Pick out each line of the records that contains the word "lettering", and copy those lines. Treat uppercase and lowercase as different.

> [Recorded data]

>>

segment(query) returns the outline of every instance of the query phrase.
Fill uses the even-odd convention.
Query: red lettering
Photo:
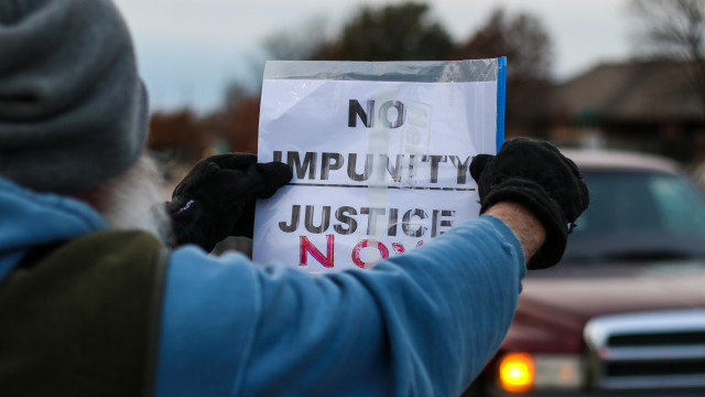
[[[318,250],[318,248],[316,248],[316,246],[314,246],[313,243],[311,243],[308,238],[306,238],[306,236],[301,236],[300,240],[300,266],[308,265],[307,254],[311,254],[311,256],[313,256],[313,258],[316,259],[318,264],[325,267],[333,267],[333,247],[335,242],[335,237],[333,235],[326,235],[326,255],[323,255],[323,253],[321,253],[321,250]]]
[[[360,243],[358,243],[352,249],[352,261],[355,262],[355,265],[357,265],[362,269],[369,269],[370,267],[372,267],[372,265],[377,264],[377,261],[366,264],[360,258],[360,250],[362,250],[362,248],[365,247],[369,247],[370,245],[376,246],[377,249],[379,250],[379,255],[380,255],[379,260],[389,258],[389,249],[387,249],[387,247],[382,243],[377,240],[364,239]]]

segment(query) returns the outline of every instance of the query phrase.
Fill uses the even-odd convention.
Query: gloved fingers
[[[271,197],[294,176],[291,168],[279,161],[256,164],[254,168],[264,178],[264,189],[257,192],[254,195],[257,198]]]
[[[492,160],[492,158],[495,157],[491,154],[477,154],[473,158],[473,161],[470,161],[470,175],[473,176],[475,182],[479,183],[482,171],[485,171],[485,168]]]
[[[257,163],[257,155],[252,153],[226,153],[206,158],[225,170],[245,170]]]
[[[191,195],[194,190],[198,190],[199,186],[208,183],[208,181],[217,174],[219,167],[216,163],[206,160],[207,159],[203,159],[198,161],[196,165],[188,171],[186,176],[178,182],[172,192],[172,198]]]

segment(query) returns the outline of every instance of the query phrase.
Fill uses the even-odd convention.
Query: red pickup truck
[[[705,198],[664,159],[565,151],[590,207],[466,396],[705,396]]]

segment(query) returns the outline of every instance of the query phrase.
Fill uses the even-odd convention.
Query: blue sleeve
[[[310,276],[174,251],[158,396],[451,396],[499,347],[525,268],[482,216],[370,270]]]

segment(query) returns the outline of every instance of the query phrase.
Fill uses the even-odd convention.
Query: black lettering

<<
>>

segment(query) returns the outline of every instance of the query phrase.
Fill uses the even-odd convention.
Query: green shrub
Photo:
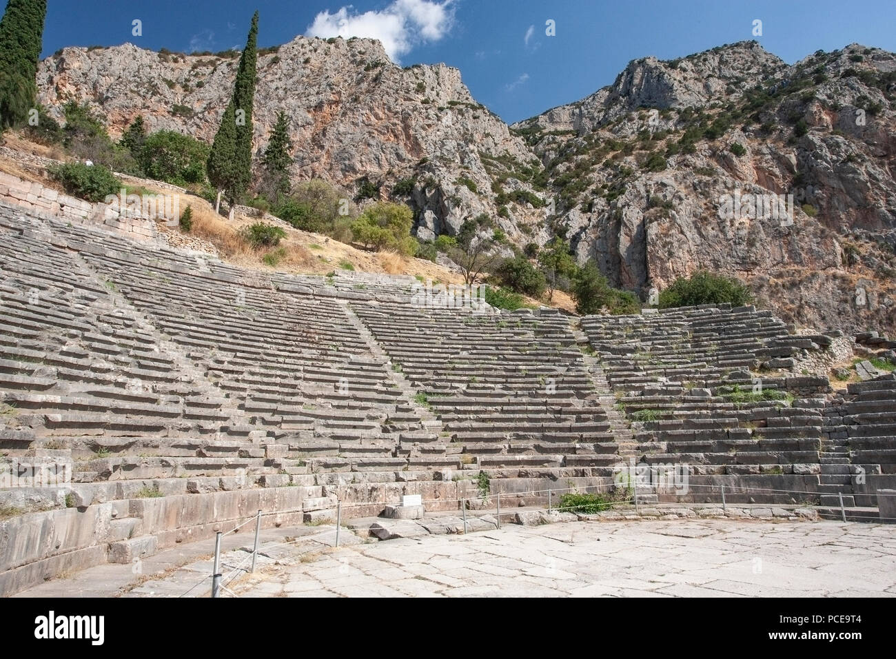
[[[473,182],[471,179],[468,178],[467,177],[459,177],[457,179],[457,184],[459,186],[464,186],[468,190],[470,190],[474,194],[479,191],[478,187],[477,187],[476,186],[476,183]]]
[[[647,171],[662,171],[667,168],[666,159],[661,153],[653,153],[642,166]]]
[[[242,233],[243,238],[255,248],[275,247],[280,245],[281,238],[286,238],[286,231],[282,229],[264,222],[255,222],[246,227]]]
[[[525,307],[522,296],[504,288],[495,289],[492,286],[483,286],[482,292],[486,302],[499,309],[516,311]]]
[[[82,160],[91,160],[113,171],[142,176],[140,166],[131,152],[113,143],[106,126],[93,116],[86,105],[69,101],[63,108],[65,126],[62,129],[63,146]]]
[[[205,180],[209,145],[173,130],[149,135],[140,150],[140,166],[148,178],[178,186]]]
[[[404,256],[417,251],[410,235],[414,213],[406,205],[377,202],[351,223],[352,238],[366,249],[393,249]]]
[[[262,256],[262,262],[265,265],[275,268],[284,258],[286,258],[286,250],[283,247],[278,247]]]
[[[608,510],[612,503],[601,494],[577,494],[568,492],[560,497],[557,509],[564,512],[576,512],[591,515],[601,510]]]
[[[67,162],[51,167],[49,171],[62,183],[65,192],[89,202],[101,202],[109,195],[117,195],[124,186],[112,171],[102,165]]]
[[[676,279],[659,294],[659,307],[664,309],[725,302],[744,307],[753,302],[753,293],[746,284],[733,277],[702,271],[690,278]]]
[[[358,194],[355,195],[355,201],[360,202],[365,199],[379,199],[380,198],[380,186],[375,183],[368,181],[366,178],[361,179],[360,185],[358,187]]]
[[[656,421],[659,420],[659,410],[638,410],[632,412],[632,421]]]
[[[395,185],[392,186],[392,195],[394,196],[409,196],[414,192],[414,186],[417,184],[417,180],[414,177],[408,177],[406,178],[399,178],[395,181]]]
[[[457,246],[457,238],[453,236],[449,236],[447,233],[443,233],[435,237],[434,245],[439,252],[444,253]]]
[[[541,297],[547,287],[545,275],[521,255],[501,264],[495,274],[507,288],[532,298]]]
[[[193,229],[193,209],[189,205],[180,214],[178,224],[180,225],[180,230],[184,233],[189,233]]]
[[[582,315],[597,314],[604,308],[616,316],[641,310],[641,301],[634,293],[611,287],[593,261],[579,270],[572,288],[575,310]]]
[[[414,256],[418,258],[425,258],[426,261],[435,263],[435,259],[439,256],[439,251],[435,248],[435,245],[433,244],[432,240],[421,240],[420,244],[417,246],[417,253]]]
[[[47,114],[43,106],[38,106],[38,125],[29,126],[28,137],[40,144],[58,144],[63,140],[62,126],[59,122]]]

<<
>>

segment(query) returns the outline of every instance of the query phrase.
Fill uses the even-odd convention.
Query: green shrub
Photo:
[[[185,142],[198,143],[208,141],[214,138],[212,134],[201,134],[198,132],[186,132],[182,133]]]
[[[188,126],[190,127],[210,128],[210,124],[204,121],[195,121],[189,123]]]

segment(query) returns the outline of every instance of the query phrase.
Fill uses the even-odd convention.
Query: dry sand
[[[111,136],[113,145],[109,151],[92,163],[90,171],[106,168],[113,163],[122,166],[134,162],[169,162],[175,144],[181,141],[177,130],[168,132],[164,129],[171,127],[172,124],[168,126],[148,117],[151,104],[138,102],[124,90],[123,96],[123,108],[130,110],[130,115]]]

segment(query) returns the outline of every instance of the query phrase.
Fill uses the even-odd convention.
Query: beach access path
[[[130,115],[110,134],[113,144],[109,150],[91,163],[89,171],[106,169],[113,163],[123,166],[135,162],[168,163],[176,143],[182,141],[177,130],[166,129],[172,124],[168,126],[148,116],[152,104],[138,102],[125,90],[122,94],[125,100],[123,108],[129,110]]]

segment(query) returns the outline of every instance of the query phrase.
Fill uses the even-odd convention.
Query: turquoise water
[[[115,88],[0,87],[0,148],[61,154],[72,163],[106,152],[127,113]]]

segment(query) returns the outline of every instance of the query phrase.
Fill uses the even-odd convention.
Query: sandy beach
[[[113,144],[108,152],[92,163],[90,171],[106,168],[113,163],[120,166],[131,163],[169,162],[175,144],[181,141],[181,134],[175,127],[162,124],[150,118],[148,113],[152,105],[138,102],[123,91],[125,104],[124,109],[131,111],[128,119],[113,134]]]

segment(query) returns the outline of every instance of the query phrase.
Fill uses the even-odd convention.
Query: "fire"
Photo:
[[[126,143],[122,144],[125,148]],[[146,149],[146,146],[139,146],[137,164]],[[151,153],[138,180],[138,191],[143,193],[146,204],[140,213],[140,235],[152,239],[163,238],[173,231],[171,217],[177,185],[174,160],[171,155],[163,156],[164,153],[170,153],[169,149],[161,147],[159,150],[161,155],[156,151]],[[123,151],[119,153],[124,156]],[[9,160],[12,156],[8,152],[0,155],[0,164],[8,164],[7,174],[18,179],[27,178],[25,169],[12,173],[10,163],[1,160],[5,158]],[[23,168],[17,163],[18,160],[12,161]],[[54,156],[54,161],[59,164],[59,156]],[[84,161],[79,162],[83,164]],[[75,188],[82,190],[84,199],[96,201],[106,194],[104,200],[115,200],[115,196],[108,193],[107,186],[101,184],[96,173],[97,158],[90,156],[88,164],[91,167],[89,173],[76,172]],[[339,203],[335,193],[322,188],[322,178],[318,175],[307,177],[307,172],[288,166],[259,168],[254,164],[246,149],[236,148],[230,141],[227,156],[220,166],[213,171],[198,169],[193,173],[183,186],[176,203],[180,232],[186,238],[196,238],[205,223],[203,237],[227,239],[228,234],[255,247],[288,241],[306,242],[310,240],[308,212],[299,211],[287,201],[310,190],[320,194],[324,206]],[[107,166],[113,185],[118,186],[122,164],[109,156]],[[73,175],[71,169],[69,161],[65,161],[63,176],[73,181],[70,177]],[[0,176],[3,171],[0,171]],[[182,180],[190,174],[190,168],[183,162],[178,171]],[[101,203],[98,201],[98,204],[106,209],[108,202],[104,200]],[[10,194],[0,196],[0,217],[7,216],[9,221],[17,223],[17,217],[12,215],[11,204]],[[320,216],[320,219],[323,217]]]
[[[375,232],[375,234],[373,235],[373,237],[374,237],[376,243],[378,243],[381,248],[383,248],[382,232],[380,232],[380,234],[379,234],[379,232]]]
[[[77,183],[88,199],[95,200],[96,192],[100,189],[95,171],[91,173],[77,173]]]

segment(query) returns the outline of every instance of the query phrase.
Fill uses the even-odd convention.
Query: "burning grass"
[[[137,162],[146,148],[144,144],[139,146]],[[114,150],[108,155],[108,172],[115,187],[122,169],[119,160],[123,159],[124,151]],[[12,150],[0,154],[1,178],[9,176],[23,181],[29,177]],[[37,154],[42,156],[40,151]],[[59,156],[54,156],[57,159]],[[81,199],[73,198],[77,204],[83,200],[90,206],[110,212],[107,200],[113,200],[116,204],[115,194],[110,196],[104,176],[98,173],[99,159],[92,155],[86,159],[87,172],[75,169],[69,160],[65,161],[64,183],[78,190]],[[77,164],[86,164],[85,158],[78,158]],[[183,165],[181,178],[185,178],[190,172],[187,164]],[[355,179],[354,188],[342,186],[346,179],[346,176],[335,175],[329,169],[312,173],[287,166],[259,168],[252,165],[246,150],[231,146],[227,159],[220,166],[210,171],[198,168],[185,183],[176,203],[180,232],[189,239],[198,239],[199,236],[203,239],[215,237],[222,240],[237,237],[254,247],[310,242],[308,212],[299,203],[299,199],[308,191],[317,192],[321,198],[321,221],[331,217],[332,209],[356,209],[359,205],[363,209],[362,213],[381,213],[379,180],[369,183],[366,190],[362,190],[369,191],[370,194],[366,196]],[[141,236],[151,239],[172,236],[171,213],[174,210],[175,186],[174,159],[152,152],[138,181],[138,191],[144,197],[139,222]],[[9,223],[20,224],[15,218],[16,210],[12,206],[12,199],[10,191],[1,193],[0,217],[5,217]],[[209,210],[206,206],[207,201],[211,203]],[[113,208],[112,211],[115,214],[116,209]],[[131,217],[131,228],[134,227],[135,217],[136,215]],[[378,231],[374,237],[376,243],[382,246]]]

<<

> [Correct output]
Query: red lettering
Query: black lettering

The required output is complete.